Excerpts of location labeling data
[Begin]
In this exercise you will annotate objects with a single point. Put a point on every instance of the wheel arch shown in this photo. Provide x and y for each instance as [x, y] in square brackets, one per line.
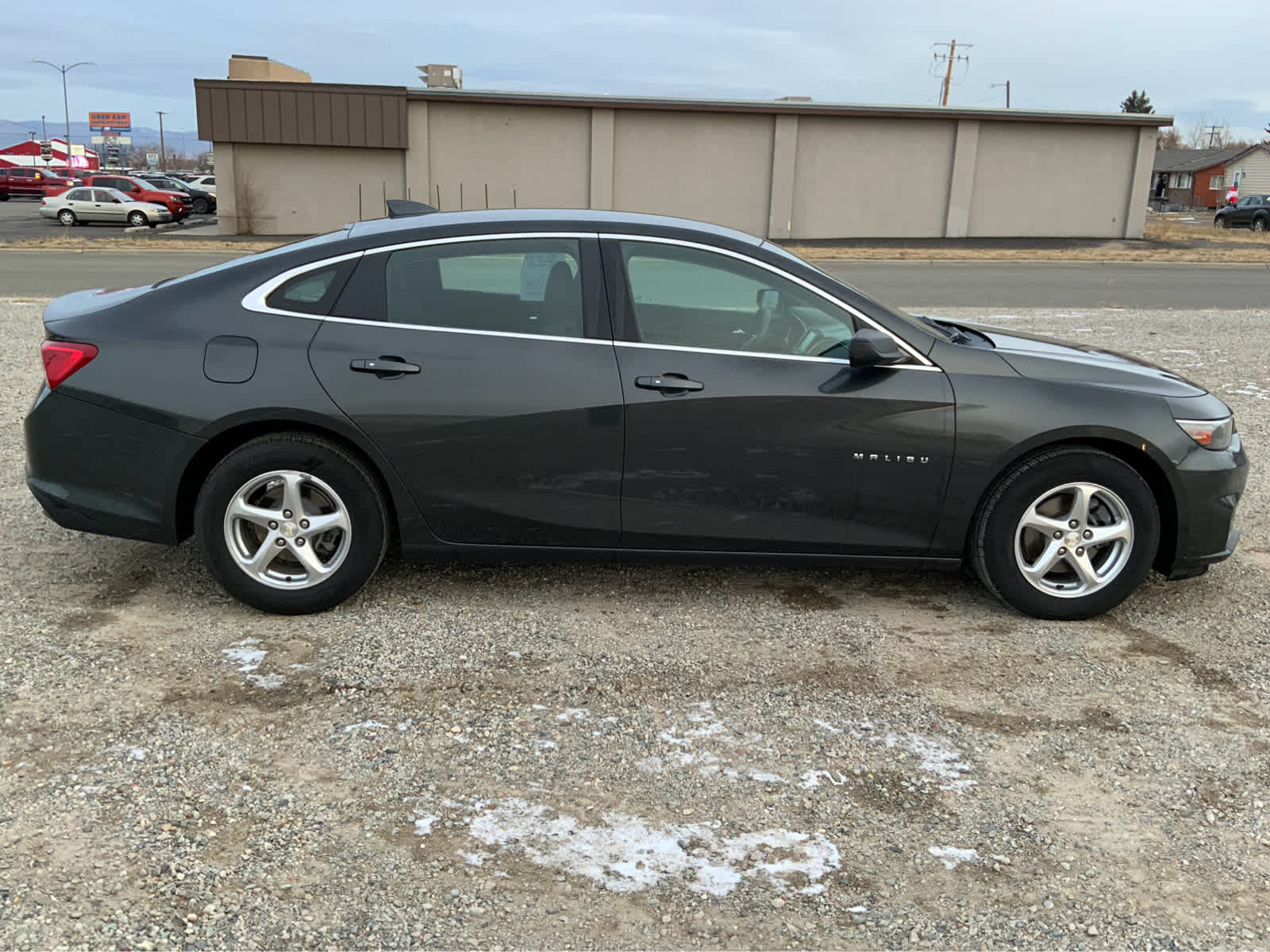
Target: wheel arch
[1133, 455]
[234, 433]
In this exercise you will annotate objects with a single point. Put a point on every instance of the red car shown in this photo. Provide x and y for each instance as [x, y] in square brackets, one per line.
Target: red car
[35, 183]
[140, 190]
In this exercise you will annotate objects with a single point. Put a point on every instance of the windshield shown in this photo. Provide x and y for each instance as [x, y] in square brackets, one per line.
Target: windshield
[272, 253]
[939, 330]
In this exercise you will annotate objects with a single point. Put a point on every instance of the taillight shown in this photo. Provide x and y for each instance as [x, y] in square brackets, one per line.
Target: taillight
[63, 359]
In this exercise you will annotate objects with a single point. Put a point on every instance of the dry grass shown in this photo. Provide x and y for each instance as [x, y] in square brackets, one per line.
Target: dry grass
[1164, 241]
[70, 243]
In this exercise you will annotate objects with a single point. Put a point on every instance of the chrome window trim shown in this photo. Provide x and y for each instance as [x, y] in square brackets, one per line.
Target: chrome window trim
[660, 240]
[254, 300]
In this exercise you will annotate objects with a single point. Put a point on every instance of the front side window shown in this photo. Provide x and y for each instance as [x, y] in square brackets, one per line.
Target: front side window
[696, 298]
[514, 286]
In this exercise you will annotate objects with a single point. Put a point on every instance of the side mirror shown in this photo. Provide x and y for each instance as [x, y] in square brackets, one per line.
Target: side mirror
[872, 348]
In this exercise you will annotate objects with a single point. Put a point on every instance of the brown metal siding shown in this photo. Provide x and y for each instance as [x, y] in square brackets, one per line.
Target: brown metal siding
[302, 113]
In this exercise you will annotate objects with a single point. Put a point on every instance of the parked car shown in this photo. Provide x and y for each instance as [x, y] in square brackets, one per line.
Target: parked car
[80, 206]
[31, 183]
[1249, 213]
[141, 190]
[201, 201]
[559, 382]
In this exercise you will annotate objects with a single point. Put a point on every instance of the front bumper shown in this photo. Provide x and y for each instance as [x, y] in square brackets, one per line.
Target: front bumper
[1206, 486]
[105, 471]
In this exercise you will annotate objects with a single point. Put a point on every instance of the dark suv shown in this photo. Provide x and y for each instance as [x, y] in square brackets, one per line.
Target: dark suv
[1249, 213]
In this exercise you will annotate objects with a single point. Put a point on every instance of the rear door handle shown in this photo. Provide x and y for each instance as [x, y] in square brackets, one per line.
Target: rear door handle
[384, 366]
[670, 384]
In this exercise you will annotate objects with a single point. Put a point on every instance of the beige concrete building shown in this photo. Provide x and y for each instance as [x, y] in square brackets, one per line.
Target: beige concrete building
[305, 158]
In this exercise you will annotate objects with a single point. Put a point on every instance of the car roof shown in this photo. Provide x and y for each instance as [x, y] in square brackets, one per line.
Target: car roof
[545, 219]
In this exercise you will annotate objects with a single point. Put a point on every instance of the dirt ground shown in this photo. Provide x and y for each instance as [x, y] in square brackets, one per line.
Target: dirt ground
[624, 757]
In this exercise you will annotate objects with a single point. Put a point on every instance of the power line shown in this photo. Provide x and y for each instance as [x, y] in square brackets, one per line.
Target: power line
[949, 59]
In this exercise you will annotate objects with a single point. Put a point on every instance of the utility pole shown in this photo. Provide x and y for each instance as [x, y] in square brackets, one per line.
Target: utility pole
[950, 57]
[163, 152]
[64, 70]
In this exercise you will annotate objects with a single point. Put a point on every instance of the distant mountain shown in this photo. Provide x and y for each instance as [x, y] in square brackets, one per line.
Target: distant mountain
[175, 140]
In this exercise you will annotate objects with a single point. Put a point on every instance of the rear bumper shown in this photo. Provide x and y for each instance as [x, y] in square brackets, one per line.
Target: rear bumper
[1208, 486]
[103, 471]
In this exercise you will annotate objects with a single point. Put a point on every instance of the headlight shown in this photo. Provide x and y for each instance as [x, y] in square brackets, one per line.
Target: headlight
[End]
_Objective_
Each entry above should be reproduced exactly, with the pictures removed.

_The completed task_
In this exercise you will annotate objects with a single point. Put a point on every instance of the wheel arch shown in this photo. Provide x and y for each instance as [x, y] in square brackets, one per line.
Target: wheel arch
[1133, 455]
[234, 433]
In this exercise you will annotate objects with a single point. Put a point on every instance of the red car shown in this photo. Provide x and y for each instance as [x, y] in square brackets, one per line.
Target: red car
[35, 183]
[140, 190]
In this exercise you will annotate objects with a single point. Put a point on every instance of the windshield shown in this photo. Provide x and y for each instance as [x, y] in square brackets, one per line.
Target: windshield
[272, 253]
[939, 330]
In this exercise you will annotate objects with a single point. Put a point on every instance of the taillight shown in this photo. Provide x and y for each instance as [x, y] in square brackets, one per line.
Target: taillight
[63, 359]
In this exercise you will annotate objects with a single point. Put a point on every instance of the dry grass shown in this photo. Provide x and y for each instance as [x, y] in square brackets, one per line.
Target: dry grass
[1164, 241]
[70, 243]
In this exercise you will annotate objects with a single point. Put a point on every instance of the chrome window trim shown in this photo. Provide x and y for each instance as [x, y] in square brackets, one per line.
Target: chrome window trim
[660, 240]
[254, 300]
In this exercise you will annotate objects with a single point. Put a point on every instance of the front side window shown in this photo. Provide x and y for each instance as [x, y] in square brackets, one per line.
Target: front side window
[696, 298]
[514, 286]
In this exercise you will annotate objects with a single point. Put a point on every instance of the side mirror shown in this photo. Provide x and y for each instance as [x, y] in square brackets, one per line.
Target: side mirror
[872, 348]
In this exercise you will annotate objects with a single point. Put a point on every instance of the brown metal siding shown in this photo. Provide x and y for each instance as [x, y] in square brackets, one per line.
Target: brown metal siding
[302, 113]
In this exercise you will annotate objects with a single point. Put a point on every instance of the parked car shown in this photo. Provide x and y for each instance as [x, y] in square brackets, one per line.
Target: parked car
[80, 206]
[31, 183]
[1249, 213]
[141, 190]
[201, 201]
[559, 382]
In this exercise you will annotate objects with a single point. Put a point on every instance of the front bumper shown in this photo. Provide x and y for each instance as [x, y] in square brackets, one per line.
Target: front bumper
[1206, 486]
[105, 471]
In this exercise you will annotate objects with a single point. Put a point on every instance of the dark suv shown in this photo. Provide x and y for each instance as [x, y] in square brackets, one per line.
Target: dark suv
[1249, 213]
In this exercise you will annotate objects with a single point. Put a point on every instance of the rear door handle shown in this photo. Provide x and y for each instance as [x, y] in square brackets, one per line.
Target: rear door handle
[384, 366]
[670, 384]
In this exercise you will annotate objects with a single point. Put a point on every instance of the beige concrete building shown in this photo. Provide x and y for each instance as [x, y] in square brackets, one per line.
Target: beige concrete building
[305, 158]
In this exercise you will annotate objects with a single point. Put a point on every instance of the car roof shown in this photo. Provide x and y for each instance as [x, y] in square brackets, one per line.
Target: car roof
[545, 219]
In this exercise you will annotate objects with a single point. Put a point on every instance of the dirt ground shown in this photo. Provide x and y for each instance as [x, y] in square brackets, one per line.
Target: dirt ground
[624, 757]
In this exercise you will annotate objects with a single point. Put a point on every instance of the power line shown in this photo. Provide x and y for each instance as [x, y] in square brackets, one per line.
Target: power line
[949, 59]
In this exercise you will annotate objects with a single point. Put a point on every instance of the utility pole shown in this photo. Provide x and y for each instance as [x, y] in square brackets, one per line.
Target: utility pole
[950, 57]
[163, 152]
[64, 70]
In this exercise you will annotate objects with a single point. Put a point on every instance of the distant mountain shown in this photo. Provide x and y for each instance as [x, y] in square brackets, one per line.
Target: distant mountain
[175, 140]
In this exercise you will annotate objects with a single point. Put a point on every instance of the rear bumper shown in this photo. Provide x and y for each instance as [x, y] in square brackets, one per line.
Target: rear bumper
[1208, 486]
[103, 471]
In this exercise you will annotate objects with a single point. Put a point on every instance of the headlight shown in this photo. Provide x and y for each instance as [x, y] in square brackets, one per line.
Target: headlight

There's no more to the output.